[Directions]: Reproduce the records below without any changes, starting at the line with "Get bounding boxes for potted" and ending with the line with "[132,129,150,136]", both lines included.

[Entries from an annotation dataset]:
□ □ □ □ □
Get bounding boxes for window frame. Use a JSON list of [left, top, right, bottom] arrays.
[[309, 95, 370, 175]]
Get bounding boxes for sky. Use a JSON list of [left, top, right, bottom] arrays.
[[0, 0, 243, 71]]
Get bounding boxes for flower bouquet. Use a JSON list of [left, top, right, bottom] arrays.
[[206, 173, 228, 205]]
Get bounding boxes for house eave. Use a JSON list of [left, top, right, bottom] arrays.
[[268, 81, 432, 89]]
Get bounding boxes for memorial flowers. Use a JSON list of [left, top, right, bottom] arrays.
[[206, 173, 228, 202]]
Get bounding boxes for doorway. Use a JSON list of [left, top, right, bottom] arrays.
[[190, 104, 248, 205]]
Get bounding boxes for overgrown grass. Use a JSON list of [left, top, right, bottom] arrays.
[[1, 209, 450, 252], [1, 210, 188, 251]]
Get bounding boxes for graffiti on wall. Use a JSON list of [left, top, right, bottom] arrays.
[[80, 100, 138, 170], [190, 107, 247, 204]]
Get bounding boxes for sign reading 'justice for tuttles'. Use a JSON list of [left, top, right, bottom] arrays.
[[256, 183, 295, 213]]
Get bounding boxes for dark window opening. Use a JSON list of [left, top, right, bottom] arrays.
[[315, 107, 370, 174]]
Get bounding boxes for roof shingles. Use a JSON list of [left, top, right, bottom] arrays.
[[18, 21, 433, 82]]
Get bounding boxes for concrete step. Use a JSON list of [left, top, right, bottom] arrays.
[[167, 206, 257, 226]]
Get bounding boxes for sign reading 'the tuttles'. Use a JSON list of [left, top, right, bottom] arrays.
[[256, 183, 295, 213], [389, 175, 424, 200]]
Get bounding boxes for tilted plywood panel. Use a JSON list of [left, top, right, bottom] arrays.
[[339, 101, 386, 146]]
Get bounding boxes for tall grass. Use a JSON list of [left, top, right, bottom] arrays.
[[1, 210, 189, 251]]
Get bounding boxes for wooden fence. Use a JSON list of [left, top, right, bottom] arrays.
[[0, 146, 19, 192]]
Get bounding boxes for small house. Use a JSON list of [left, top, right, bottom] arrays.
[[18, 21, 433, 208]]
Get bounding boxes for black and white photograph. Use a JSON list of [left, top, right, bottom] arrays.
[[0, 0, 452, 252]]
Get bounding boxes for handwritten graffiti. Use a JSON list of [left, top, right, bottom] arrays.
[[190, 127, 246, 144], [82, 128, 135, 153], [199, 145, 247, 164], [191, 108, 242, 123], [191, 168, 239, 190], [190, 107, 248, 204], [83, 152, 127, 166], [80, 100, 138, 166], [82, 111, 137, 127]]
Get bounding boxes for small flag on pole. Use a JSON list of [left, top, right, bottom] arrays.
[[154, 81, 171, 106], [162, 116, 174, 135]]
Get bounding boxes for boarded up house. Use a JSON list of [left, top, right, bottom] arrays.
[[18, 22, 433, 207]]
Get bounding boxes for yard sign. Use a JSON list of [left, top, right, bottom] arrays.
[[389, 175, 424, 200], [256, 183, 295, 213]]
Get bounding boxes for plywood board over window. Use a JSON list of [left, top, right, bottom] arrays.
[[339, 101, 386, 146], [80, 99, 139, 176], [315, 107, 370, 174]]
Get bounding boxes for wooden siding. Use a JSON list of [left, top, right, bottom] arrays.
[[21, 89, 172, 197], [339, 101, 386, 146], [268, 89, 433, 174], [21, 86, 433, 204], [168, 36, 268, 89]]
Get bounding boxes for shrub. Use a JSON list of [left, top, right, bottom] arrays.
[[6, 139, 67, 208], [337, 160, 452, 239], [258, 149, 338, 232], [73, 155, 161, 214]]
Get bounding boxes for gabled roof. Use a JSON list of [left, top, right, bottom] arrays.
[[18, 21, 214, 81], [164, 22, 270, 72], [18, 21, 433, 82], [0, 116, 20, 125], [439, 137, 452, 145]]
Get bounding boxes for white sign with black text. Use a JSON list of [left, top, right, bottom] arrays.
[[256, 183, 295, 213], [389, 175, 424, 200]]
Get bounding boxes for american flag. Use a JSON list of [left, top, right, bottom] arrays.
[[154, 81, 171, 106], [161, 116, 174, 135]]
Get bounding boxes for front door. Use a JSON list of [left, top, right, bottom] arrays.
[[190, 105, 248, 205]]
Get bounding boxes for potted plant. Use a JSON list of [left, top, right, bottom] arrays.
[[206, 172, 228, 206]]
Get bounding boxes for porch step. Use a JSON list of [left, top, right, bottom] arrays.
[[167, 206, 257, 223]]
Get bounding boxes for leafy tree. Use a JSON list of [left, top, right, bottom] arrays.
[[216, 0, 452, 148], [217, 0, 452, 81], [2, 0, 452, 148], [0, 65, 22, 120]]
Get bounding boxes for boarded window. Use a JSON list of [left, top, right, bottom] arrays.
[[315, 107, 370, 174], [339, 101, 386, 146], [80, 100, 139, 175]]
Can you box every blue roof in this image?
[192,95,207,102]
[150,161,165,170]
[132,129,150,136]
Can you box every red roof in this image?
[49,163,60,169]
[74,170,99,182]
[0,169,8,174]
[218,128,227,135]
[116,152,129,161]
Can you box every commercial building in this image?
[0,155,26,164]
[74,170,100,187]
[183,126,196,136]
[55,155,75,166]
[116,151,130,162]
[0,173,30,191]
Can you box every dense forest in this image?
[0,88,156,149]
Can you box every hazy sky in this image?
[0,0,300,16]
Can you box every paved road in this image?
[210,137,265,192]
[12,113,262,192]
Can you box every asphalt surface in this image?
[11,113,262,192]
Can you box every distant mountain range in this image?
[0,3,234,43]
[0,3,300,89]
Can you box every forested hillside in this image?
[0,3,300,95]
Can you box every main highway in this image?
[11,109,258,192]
□ □ □ □ □
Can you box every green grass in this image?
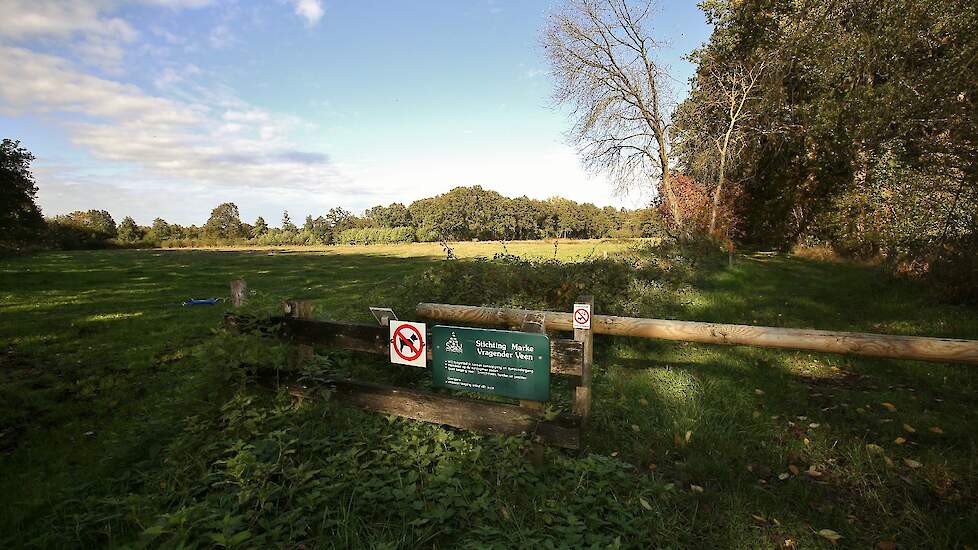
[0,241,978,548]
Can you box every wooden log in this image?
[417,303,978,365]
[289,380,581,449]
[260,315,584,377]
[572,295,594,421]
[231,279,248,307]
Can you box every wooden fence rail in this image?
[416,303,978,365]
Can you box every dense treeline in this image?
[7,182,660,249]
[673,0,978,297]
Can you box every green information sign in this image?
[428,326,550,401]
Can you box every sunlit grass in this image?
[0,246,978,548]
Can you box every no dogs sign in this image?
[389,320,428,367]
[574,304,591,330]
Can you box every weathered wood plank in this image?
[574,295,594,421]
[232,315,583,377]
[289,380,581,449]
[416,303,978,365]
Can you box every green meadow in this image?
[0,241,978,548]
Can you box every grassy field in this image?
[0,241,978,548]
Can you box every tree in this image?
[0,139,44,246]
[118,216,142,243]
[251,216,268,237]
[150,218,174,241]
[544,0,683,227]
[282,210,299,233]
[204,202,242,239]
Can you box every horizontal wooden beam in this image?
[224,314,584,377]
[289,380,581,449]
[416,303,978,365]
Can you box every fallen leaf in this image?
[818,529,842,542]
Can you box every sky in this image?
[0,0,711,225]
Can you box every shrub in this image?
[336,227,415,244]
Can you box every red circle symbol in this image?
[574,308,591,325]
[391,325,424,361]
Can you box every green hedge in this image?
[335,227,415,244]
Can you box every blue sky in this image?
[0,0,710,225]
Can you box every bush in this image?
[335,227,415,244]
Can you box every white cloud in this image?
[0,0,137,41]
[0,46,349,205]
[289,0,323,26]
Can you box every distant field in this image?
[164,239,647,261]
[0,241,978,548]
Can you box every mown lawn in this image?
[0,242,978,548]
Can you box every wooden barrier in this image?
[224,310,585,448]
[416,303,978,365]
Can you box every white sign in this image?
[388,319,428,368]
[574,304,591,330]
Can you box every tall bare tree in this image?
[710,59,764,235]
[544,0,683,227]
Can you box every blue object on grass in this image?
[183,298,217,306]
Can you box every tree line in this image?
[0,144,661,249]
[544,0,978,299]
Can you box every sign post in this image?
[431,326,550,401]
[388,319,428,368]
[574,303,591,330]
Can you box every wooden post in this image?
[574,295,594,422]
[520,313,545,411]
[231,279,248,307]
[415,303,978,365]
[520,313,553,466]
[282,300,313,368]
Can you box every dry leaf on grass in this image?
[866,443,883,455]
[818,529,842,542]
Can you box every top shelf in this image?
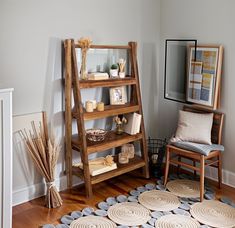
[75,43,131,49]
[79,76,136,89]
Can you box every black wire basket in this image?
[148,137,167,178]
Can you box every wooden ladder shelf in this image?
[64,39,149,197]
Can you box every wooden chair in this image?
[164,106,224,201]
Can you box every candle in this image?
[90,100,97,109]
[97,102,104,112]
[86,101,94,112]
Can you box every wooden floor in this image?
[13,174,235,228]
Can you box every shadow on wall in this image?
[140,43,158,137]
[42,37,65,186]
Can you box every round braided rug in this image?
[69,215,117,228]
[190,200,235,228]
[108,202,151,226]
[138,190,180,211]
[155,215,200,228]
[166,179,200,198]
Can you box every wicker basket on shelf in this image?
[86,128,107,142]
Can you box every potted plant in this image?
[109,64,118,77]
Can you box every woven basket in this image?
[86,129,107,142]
□ □ □ □ □
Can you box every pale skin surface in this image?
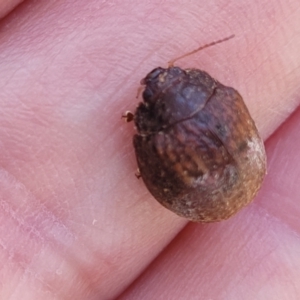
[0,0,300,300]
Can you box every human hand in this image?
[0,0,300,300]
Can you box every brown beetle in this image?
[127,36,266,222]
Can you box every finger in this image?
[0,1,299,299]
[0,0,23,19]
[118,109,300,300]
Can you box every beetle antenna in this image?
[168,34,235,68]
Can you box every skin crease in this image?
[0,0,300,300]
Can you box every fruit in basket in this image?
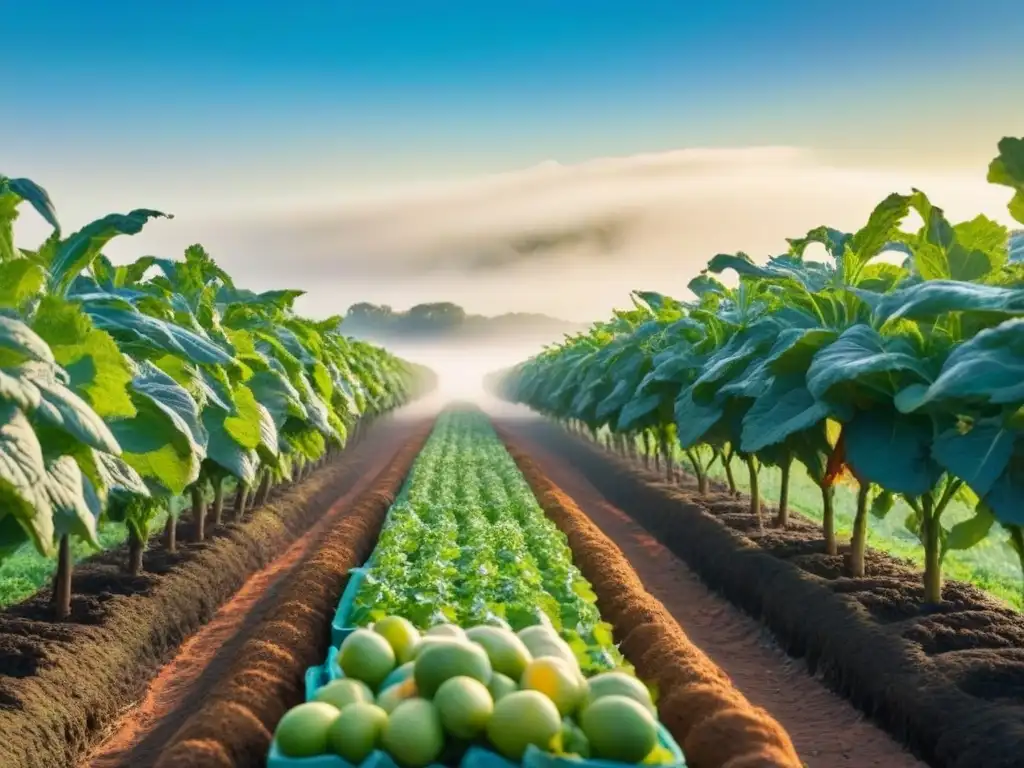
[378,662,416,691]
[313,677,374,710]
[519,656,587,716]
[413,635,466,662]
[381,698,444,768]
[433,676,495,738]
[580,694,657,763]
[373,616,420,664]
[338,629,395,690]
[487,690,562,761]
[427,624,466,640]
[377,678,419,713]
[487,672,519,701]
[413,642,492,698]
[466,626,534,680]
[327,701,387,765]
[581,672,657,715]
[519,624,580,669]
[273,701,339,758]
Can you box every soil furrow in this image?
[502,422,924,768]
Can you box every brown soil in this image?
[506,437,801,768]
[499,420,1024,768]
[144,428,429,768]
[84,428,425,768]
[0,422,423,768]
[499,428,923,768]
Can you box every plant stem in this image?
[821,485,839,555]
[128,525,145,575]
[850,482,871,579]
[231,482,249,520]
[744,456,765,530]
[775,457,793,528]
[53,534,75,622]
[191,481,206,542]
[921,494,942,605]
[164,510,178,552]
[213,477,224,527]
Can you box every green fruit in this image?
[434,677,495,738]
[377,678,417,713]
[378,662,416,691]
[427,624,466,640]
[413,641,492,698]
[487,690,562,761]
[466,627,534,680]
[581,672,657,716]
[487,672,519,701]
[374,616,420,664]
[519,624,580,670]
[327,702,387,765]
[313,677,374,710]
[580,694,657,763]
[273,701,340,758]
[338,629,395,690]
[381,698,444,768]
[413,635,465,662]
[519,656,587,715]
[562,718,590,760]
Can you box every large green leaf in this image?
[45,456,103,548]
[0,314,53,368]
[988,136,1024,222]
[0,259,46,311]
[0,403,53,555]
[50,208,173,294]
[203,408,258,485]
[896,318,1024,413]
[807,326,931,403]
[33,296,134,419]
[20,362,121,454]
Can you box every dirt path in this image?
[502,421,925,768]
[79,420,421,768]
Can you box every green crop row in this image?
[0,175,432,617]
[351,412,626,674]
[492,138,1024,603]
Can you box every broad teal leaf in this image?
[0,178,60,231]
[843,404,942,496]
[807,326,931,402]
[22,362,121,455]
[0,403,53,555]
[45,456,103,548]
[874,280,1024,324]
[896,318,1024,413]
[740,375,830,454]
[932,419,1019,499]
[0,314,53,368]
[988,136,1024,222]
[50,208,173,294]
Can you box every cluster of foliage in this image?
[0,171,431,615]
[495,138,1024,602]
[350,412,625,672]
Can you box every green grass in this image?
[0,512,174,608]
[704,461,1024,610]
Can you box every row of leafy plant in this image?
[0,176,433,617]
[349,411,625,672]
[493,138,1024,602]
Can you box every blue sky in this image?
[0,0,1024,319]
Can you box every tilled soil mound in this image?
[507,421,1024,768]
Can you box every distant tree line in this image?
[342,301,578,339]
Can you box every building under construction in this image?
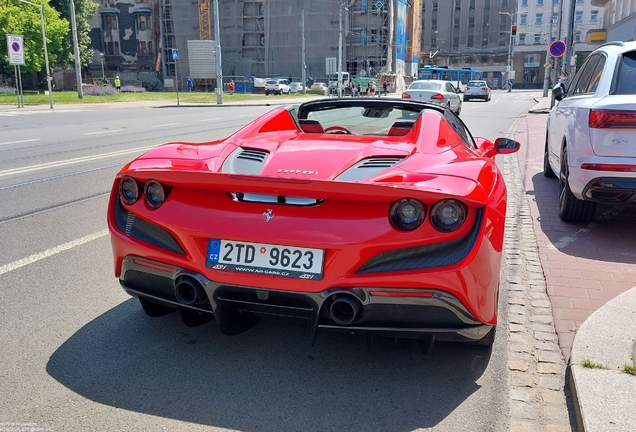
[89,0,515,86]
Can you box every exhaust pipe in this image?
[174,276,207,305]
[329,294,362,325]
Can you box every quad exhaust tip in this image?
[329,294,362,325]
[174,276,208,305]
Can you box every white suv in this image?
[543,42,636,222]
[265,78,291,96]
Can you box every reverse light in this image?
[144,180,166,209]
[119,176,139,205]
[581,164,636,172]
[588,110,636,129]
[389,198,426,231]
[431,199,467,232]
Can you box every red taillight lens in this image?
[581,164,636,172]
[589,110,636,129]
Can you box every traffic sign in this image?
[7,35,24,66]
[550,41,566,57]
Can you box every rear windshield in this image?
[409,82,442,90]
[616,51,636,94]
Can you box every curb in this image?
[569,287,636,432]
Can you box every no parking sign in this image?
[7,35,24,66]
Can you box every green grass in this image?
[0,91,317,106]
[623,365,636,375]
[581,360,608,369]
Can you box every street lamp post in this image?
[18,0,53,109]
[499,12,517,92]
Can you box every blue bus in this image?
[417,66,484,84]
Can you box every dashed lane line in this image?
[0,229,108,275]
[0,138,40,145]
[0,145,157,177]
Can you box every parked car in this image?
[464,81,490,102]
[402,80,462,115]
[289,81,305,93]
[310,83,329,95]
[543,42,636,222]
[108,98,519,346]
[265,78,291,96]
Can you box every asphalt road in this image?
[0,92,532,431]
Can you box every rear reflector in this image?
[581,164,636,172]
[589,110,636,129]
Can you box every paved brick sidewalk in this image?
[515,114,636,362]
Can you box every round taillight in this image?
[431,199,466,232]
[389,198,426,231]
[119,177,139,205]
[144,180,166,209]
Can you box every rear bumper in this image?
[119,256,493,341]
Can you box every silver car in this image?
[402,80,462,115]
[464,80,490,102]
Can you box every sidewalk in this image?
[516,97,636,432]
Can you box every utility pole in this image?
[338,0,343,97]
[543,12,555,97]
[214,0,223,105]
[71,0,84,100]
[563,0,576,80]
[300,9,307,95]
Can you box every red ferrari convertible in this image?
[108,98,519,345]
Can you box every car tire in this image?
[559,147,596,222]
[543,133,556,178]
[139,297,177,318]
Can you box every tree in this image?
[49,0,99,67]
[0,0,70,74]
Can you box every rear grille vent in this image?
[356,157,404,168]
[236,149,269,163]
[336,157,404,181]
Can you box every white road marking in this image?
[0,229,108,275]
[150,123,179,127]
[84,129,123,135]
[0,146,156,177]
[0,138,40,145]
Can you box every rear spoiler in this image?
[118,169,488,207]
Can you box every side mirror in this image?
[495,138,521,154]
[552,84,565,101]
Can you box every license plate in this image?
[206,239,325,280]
□ □ □ □ □
[Full solution]:
Get bounding boxes for potted plant. Use a JSON list of [left, top, right, bottom] arrays.
[[206, 172, 228, 206]]
Get bounding boxes for porch step. Use a JSON list of [left, top, right, bottom] arrays.
[[167, 206, 257, 223]]
Get bounding boxes for leafy tree. Use a JSON list of [left, top, right, bottom] arrays.
[[216, 0, 452, 148], [217, 0, 452, 81], [2, 0, 452, 148], [0, 65, 22, 120]]
Get bounding boxes for boarded window. Use a JSON list of [left, top, right, bottom] arrays.
[[315, 107, 370, 174], [339, 101, 386, 146], [80, 100, 139, 175]]
Can you box every blue roof in this image?
[192,95,207,102]
[150,161,165,170]
[132,129,150,136]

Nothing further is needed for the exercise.